• **Written request A**: According to the history of lunar theory below, over what range does the Moon's apparent angular diameter vary each month?
• **Written request B**: Carry on the history of lunar theory below from the point where it stops.
═══ Text passage
Ptolemy's work the Almagest had wide and long-lasting acceptance and influence for over a millennium. He gave a geometrical lunar theory that improved on that of Hipparchus by providing for a second inequality of the Moon's motion, using a device that made the apparent apogee oscillate a little – prosneusis of the epicycle. This second inequality or second anomaly accounted rather approximately, not only for the equation of the center, but also for what became known (much later) as the evection. But this theory, applied to its logical conclusion, would make the distance (and apparent diameter) of the Moon appear to vary by a factor of about 2, which is clearly not seen in reality. (The apparent angular diameter of the Moon does vary monthly, but only over a much narrower range of about 0.49°–0.55°.) This defect of the Ptolemaic theory led to proposed replacements by Ibn al-Shatir in the 14th century and by Copernicus in the 16th century.

Ibn al-Shatir and Copernicus

Significant advances in lunar theory were made by the Arab astronomer, Ibn al-Shatir (1304–1375). Drawing on the observation that the distance to the Moon did not change as drastically as required by Ptolemy's lunar model, he produced a new lunar model that replaced Ptolemy's crank mechanism with a double epicycle model that reduced the computed range of distances of the Moon from the Earth. A similar lunar theory, developed some 150 years later by the Renaissance astronomer Nicolaus Copernicus, had the same advantage concerning the lunar distances.

Tycho Brahe, Johannes Kepler, and Jeremiah Horrocks

Tycho Brahe and Johannes Kepler refined the Ptolemaic lunar theory, but did not overcome its central defect of giving a poor account of the (mainly monthly) variations in the Moon's distance, apparent diameter and parallax. Their work added to the lunar theory three substantial further discoveries.
══════
═══ Stored data
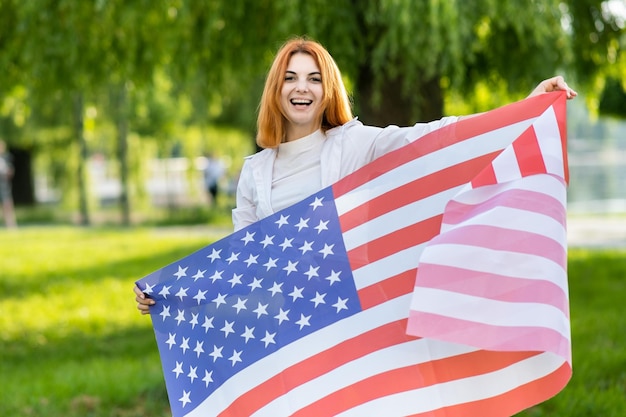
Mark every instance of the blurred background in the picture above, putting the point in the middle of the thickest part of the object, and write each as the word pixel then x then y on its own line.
pixel 112 110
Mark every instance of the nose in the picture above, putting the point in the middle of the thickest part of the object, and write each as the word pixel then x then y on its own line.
pixel 302 86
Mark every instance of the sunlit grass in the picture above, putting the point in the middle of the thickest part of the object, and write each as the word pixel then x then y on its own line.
pixel 72 343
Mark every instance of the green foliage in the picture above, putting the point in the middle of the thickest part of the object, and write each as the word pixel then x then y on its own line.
pixel 73 345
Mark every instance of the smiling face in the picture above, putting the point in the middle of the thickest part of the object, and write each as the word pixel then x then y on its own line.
pixel 301 96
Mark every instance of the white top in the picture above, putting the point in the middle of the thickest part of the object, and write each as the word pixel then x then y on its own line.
pixel 297 173
pixel 343 150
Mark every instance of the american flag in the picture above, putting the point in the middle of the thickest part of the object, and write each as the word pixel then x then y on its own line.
pixel 316 311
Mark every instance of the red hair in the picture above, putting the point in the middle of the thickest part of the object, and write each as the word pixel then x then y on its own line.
pixel 335 102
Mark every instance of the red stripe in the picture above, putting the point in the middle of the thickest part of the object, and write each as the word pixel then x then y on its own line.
pixel 528 154
pixel 310 368
pixel 457 212
pixel 388 289
pixel 487 336
pixel 411 378
pixel 411 192
pixel 505 240
pixel 511 402
pixel 493 286
pixel 387 245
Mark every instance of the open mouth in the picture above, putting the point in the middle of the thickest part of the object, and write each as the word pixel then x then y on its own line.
pixel 300 102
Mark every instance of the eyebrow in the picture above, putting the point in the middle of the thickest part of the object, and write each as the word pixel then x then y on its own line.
pixel 310 73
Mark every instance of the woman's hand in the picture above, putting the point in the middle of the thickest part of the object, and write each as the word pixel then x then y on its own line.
pixel 143 302
pixel 553 84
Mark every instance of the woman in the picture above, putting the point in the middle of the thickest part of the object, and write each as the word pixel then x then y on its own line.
pixel 310 137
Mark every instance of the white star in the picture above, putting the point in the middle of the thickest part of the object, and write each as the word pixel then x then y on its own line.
pixel 240 305
pixel 251 260
pixel 304 321
pixel 306 246
pixel 341 304
pixel 200 296
pixel 208 323
pixel 182 272
pixel 165 312
pixel 180 317
pixel 317 203
pixel 148 289
pixel 302 224
pixel 318 299
pixel 312 272
pixel 194 320
pixel 236 279
pixel 184 345
pixel 269 338
pixel 256 283
pixel 228 328
pixel 216 275
pixel 199 274
pixel 198 349
pixel 185 398
pixel 271 263
pixel 296 293
pixel 165 291
pixel 192 373
pixel 282 221
pixel 286 244
pixel 321 226
pixel 236 357
pixel 232 258
pixel 276 288
pixel 248 334
pixel 291 267
pixel 215 254
pixel 178 369
pixel 334 277
pixel 217 352
pixel 260 310
pixel 248 238
pixel 269 240
pixel 328 250
pixel 220 299
pixel 182 292
pixel 282 316
pixel 208 378
pixel 171 341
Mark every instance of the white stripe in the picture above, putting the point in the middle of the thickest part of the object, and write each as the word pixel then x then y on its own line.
pixel 545 184
pixel 460 391
pixel 516 219
pixel 509 264
pixel 505 166
pixel 488 311
pixel 382 269
pixel 549 138
pixel 398 219
pixel 399 356
pixel 436 161
pixel 299 351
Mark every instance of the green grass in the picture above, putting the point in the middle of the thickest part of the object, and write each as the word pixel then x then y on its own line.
pixel 72 343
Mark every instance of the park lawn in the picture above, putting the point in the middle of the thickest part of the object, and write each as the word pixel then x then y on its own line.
pixel 72 343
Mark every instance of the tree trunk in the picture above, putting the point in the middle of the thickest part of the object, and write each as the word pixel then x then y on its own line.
pixel 79 133
pixel 121 123
pixel 391 104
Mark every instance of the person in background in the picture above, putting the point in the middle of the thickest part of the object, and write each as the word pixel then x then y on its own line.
pixel 213 172
pixel 309 136
pixel 6 176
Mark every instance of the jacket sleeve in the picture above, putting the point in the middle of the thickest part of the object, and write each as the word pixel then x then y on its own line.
pixel 244 213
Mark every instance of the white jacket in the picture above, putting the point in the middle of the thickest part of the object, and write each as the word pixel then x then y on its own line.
pixel 346 149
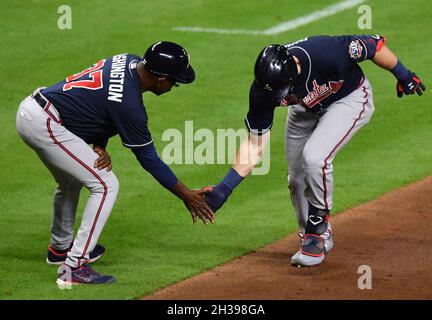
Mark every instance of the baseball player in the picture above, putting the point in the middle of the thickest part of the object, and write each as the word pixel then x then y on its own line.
pixel 330 99
pixel 61 121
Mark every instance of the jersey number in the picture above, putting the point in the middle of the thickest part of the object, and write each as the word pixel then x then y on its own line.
pixel 94 83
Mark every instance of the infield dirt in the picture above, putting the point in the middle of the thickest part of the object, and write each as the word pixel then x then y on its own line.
pixel 391 235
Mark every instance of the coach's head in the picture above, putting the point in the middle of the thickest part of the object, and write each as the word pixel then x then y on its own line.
pixel 275 69
pixel 164 65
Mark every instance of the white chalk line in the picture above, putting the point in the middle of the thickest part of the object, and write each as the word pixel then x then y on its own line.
pixel 285 26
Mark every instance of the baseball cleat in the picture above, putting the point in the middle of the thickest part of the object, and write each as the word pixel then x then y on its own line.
pixel 327 237
pixel 67 276
pixel 58 257
pixel 311 253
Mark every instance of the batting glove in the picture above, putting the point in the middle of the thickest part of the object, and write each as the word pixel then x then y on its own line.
pixel 410 85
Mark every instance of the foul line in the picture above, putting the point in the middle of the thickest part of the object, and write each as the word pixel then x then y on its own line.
pixel 285 26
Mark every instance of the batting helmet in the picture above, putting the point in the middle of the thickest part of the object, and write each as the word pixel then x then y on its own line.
pixel 169 59
pixel 275 68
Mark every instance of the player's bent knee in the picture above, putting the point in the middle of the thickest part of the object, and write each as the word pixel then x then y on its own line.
pixel 312 160
pixel 112 183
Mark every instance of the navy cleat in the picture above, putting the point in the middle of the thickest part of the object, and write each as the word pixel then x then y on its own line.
pixel 311 253
pixel 58 257
pixel 68 276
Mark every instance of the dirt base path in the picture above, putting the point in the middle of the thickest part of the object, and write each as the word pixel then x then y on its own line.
pixel 391 234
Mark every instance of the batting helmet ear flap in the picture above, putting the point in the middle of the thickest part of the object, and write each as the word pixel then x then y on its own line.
pixel 169 59
pixel 275 68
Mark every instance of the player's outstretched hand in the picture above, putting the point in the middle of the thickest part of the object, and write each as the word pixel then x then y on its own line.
pixel 217 196
pixel 411 85
pixel 104 160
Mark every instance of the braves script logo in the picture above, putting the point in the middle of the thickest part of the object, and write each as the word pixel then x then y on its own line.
pixel 355 49
pixel 320 92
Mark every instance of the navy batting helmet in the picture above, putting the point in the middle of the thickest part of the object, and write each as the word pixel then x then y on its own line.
pixel 275 68
pixel 169 59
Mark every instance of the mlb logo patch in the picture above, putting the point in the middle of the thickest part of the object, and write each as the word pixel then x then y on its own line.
pixel 355 49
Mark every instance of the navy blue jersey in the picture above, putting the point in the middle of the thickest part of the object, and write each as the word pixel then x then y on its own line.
pixel 102 101
pixel 329 72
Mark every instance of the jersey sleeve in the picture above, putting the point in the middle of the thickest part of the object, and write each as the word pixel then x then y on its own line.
pixel 262 104
pixel 358 48
pixel 130 118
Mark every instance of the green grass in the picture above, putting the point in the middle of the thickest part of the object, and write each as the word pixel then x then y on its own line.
pixel 150 239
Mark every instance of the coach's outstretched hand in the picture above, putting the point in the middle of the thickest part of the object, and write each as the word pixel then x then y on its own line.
pixel 217 195
pixel 410 85
pixel 194 201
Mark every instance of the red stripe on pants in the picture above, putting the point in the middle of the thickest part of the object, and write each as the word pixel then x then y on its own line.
pixel 93 173
pixel 334 149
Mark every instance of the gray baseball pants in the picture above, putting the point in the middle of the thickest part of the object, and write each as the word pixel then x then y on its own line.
pixel 71 162
pixel 312 142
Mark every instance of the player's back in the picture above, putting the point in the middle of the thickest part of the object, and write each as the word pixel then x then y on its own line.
pixel 83 99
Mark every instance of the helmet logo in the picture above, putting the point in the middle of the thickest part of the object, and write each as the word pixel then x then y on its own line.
pixel 268 87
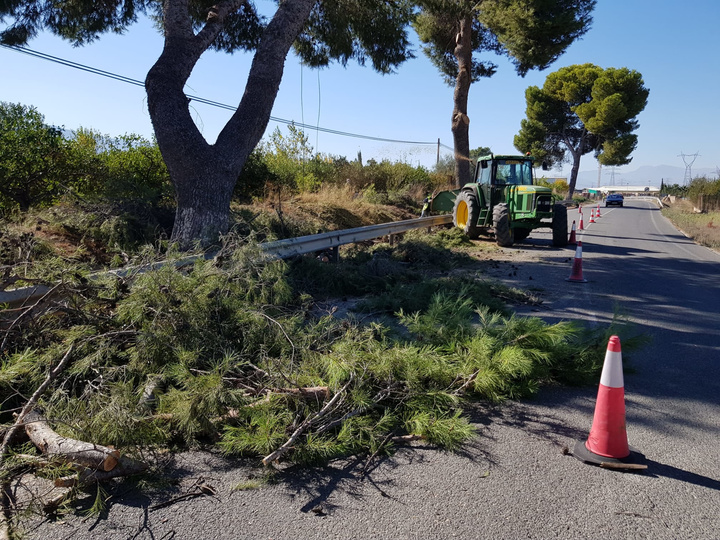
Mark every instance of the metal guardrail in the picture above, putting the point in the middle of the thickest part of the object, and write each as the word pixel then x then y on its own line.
pixel 280 249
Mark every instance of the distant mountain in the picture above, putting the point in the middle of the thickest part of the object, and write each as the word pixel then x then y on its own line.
pixel 651 175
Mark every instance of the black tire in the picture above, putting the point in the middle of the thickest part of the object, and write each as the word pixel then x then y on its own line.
pixel 560 234
pixel 501 222
pixel 521 234
pixel 466 213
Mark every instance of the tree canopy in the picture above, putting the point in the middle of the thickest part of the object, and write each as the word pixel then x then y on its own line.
pixel 203 174
pixel 582 109
pixel 30 154
pixel 531 33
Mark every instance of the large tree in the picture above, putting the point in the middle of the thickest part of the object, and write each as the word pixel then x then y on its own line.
pixel 582 109
pixel 205 174
pixel 532 33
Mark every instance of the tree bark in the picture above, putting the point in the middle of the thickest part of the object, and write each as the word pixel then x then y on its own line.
pixel 576 153
pixel 97 459
pixel 204 175
pixel 460 121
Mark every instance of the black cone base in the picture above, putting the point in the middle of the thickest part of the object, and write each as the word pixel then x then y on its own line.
pixel 635 461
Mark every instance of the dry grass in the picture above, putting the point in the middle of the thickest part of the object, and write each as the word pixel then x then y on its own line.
pixel 703 228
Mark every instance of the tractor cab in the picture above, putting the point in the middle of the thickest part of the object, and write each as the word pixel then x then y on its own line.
pixel 504 199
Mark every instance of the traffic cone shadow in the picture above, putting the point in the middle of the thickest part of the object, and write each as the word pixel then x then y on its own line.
pixel 576 272
pixel 607 444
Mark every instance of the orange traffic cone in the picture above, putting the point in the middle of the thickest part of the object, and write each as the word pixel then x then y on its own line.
pixel 576 273
pixel 607 443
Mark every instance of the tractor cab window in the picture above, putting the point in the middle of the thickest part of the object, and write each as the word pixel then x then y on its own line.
pixel 513 171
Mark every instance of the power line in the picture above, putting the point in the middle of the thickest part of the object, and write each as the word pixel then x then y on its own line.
pixel 198 99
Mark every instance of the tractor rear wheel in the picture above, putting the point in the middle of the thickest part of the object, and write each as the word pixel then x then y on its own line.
pixel 466 214
pixel 560 234
pixel 501 222
pixel 520 234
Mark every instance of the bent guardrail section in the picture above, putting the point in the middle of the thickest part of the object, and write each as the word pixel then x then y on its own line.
pixel 280 249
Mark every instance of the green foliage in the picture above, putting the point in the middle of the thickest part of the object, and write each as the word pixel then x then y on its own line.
pixel 536 32
pixel 582 109
pixel 30 158
pixel 704 194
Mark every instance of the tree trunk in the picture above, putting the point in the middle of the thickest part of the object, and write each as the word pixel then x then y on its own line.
pixel 460 121
pixel 96 458
pixel 204 175
pixel 576 154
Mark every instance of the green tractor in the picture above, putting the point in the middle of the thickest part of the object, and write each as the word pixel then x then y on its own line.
pixel 503 198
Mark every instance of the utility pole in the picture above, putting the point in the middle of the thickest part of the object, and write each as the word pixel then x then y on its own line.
pixel 688 166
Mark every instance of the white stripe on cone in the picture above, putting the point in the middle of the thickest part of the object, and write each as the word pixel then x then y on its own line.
pixel 612 368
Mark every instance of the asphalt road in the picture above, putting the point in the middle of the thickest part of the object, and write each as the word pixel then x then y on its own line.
pixel 514 481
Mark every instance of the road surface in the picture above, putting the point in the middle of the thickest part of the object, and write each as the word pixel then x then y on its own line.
pixel 515 480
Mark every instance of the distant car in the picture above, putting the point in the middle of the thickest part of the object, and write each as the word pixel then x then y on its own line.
pixel 614 198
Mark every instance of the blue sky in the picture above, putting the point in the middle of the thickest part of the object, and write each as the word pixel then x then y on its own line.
pixel 673 45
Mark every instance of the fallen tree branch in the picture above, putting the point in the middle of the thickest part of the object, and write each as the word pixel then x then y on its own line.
pixel 33 401
pixel 94 461
pixel 306 424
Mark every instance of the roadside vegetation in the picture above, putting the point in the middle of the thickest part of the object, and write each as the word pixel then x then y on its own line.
pixel 292 361
pixel 696 210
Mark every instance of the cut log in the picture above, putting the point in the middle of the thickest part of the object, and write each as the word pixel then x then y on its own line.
pixel 96 461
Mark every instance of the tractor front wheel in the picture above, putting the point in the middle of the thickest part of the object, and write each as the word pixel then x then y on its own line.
pixel 501 222
pixel 466 214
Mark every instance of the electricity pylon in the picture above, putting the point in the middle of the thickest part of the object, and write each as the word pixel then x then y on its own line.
pixel 688 166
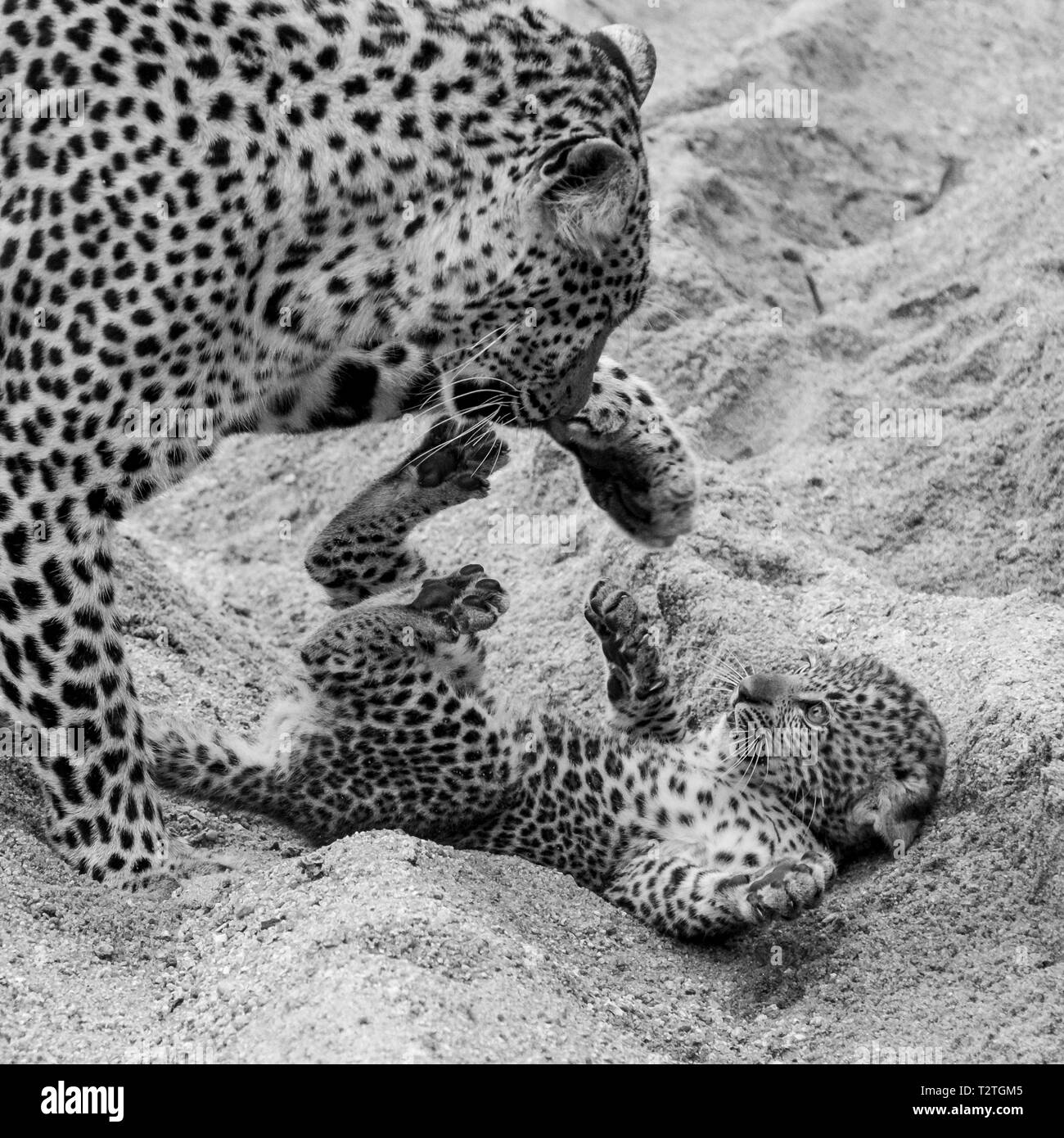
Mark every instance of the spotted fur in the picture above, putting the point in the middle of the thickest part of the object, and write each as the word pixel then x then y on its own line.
pixel 287 216
pixel 388 725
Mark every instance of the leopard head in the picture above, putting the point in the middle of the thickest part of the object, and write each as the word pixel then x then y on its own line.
pixel 853 749
pixel 537 245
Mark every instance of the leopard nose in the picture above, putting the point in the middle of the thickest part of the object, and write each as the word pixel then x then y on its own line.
pixel 765 688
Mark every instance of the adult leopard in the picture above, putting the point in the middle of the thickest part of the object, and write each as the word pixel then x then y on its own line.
pixel 283 216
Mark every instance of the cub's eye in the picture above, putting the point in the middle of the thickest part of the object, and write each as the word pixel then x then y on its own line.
pixel 816 714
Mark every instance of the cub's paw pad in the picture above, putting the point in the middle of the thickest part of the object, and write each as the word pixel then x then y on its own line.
pixel 451 454
pixel 629 641
pixel 784 890
pixel 470 600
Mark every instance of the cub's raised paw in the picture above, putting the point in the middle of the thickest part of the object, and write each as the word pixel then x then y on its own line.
pixel 458 460
pixel 629 644
pixel 787 889
pixel 464 603
pixel 632 458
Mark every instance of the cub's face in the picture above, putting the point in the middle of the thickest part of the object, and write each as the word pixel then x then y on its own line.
pixel 551 251
pixel 853 749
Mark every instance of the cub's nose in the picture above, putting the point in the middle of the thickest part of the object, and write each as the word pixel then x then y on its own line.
pixel 765 688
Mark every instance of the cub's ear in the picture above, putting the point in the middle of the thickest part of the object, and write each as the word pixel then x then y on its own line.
pixel 588 192
pixel 629 49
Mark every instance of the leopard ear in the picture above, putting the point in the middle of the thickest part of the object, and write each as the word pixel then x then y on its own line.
pixel 588 192
pixel 629 49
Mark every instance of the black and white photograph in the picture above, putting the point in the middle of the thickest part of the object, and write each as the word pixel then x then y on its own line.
pixel 532 534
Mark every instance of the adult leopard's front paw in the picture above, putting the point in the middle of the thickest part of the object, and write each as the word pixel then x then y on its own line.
pixel 632 458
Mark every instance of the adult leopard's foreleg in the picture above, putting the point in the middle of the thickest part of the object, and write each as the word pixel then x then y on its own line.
pixel 65 683
pixel 363 550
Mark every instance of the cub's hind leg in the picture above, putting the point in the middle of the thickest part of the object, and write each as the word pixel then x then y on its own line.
pixel 387 731
pixel 679 890
pixel 363 550
pixel 642 698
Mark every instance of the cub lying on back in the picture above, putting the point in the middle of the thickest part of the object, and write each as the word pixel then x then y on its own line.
pixel 699 835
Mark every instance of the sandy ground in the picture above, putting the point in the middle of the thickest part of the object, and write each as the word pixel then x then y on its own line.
pixel 929 213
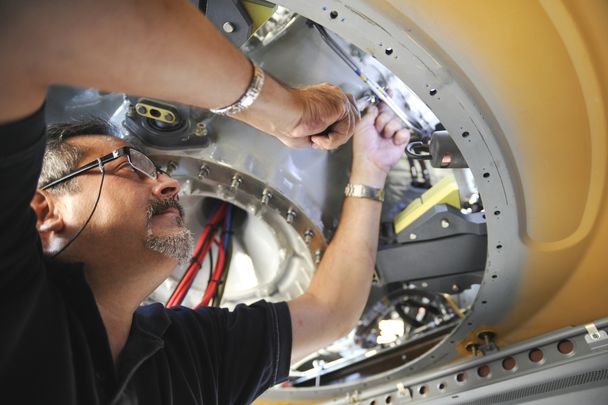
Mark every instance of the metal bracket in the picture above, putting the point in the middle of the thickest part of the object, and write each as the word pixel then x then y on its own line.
pixel 595 338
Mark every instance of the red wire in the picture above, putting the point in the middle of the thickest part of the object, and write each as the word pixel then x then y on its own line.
pixel 182 288
pixel 193 269
pixel 217 274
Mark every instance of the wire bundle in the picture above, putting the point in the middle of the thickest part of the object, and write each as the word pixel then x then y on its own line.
pixel 217 231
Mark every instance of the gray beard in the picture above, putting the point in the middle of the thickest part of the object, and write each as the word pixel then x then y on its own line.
pixel 178 246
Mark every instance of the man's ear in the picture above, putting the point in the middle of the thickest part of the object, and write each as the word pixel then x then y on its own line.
pixel 49 220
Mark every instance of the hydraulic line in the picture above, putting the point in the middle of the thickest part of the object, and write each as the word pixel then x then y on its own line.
pixel 374 87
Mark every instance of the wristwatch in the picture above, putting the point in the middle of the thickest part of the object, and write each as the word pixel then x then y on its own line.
pixel 250 95
pixel 362 191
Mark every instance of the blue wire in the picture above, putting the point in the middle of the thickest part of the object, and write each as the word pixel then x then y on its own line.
pixel 228 226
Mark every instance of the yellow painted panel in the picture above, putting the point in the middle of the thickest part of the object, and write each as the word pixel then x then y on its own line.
pixel 444 192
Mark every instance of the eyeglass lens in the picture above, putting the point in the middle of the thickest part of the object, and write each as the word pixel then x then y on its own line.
pixel 142 163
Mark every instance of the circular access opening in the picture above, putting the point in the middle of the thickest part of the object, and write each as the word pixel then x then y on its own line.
pixel 509 363
pixel 483 371
pixel 565 346
pixel 536 355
══════
• **Written response A**: About 0.49°–0.55°.

• **Written response B**:
  1. The nodes and the inclination of the lunar orbital plane both appear to librate, with a monthly (according to Tycho) or semi-annual period (according to Kepler).
  2. The lunar longitude has a twice-monthly Variation, by which the Moon moves faster than expected at new and full moon, and slower than expected at the quarters.
  3. There is also an annual effect, by which the lunar motion slows down a little in January and speeds up a little in July: the annual equation.

The refinements of Brahe and Kepler were recognized by their immediate successors as improvements, but their seventeenth-century successors tried numerous alternative geometrical configurations for the lunar motions to improve matters further. A notable success was achieved by Jeremiah Horrocks, who proposed a scheme involving an approximate 6 monthly libration in the position of the lunar apogee and also in the size of the elliptical eccentricity. This scheme had the great merit of giving a more realistic description of the changes in distance, diameter and parallax of the Moon.

Newton

A first gravitational period for lunar theory started with the work of Newton. He was the first to define the problem of the perturbed motion of the Moon in recognisably modern terms. His groundbreaking work is shown for example in the Principia in all versions including the first edition published in 1687.

Newton's biographer, David Brewster, reported that the complexity of Lunar Theory impacted Newton's health: "[H]e was deprived of his appetite and sleep" during his work on the problem in 1692-3, and told the astronomer John Machin that "his head never ached but when he was studying the subject". According to Brewster, Edmund Halley also told John Conduitt that when pressed to complete his analysis Newton "always replied that it made his head ache, and kept him awake so often, that he would think of it no more" [Emphasis in original].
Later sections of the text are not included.